• **Location annotation dataset excerpts**:
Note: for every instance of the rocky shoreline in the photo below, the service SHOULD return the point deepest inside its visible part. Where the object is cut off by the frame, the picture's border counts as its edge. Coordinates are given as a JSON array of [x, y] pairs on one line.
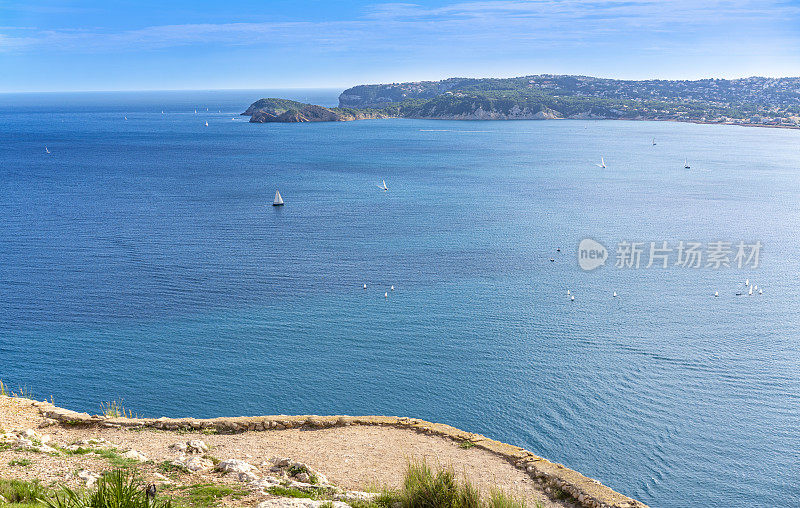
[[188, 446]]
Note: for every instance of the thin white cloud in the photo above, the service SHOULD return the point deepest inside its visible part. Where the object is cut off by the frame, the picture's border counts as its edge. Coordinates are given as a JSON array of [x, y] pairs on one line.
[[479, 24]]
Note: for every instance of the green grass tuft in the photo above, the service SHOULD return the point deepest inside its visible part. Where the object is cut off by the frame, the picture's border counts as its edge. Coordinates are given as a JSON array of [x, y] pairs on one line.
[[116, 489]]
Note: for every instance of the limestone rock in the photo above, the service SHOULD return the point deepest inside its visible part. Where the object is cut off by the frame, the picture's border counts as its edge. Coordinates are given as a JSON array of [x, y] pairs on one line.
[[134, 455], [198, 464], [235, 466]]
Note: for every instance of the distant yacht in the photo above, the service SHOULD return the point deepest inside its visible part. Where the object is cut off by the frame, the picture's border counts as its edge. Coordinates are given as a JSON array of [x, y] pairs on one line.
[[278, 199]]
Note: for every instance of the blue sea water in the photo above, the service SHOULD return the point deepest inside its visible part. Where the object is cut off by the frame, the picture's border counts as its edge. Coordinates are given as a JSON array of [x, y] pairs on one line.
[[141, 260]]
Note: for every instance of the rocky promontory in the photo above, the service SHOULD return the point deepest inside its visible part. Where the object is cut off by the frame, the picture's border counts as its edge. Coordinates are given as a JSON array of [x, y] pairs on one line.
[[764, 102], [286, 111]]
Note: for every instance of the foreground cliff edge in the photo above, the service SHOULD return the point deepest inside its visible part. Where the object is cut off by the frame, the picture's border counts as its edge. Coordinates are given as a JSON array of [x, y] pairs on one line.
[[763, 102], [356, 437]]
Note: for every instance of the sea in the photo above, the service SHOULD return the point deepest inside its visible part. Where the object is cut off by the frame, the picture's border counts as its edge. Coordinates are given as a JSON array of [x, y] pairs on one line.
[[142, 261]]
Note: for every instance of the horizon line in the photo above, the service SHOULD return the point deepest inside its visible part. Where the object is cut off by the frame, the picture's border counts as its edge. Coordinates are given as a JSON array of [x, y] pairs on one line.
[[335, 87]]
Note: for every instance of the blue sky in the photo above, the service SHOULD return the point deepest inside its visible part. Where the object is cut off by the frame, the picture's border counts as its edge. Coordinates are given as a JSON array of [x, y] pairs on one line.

• **INSTRUCTIONS FOR THE TASK**:
Copy out every row above word for word, leaving the picture out of your answer.

• **OUTPUT FOR THIS EXERCISE**:
Note: for every instance of the rocky shoreline in the photo below, the service SHOULD return the point deepest inside its visible part. Where the object is cut off by the frame, the picture's border counts as its edge. Coordinates are given as a JSON array of [x, y] pairs on one line.
[[188, 446]]
Note: for every instance of the thin white cloud in the photo above, the service SHOULD return the point deepest inside its visible part. Where the object is cut off by the frame, the picture's border counts as its edge. Coordinates are given as a JSON array of [x, y] pairs on one line.
[[479, 24]]
Note: for every instance of the green grass tuft in the photo above, the service SHOULD return the point deepest inside its visible part. Where the object is cut off by the frame, the picture's border counts as its edge. Coordinates are given as a JSON array of [x, y] pairs on one line.
[[116, 489]]
Note: for every instance of the limestone rock in the photo above, the service SHOULD return the point deepest inside its visible part. Where the object is cut off by the frame, the picture's border counts as its edge. Coordinates are given as a JSON array of [x, y] pairs on one line.
[[134, 455], [198, 464], [235, 466]]
Note: for every instance of the distant yacht in the photo above, the service SHOULD return the point deepest inside its visible part. Where the object is cut off by the frame, the picture's border counts as its edge. Coordinates are given as a JSON array of [x, y] pairs on one line.
[[278, 199]]
Note: for every instance of the blue sea water in the photo above, the service SHOULD return the point deepest inside its visible part. Where the object is cut off by the frame, the picture's border counts as its edge. Coordinates are given as a JSON array of [x, y] pairs on one line.
[[141, 260]]
Note: for every instance of the rocky promontory in the photo above, the service SHOULD return the point deepest inside its visible part. Where the object is cut off by the frame, the picture's border counts as its edge. Coordinates are given as a JSON array of [x, y] pairs on one line.
[[764, 102], [286, 111]]
Note: for every instance of the foreground cliff edge in the photo above, the service SHOULD return the point deepest inside its visible part. Where the object is cut off by the frame, the picture's border counts as its edge. Coordinates are given as a JSON array of [x, y] pairs on one line.
[[763, 102], [356, 437]]
Note: for every instance of the sea in the photo above, the service SHOULD return the point deepest inside its visible part. Where the object is cut off by the frame, the picture's border counts as its edge. Coordinates are given as a JSON array of [x, y] pairs on one line.
[[142, 261]]
Note: for every instance of the horizon line in the photo above, the service SHOULD return the point deepest inside its visible part. Where the object is cut off by the frame, the picture's border counts as its edge. Coordinates are given as a JSON array of [x, y] pairs on one line.
[[335, 87]]
Note: for every instance of the blue sky in the photo above, the service SHOULD return the point deepest inside its visible part. Where the object is cut off by the frame, the picture's border counts as its edge. Coordinates are given as a JSON array of [x, y] pairs on one line.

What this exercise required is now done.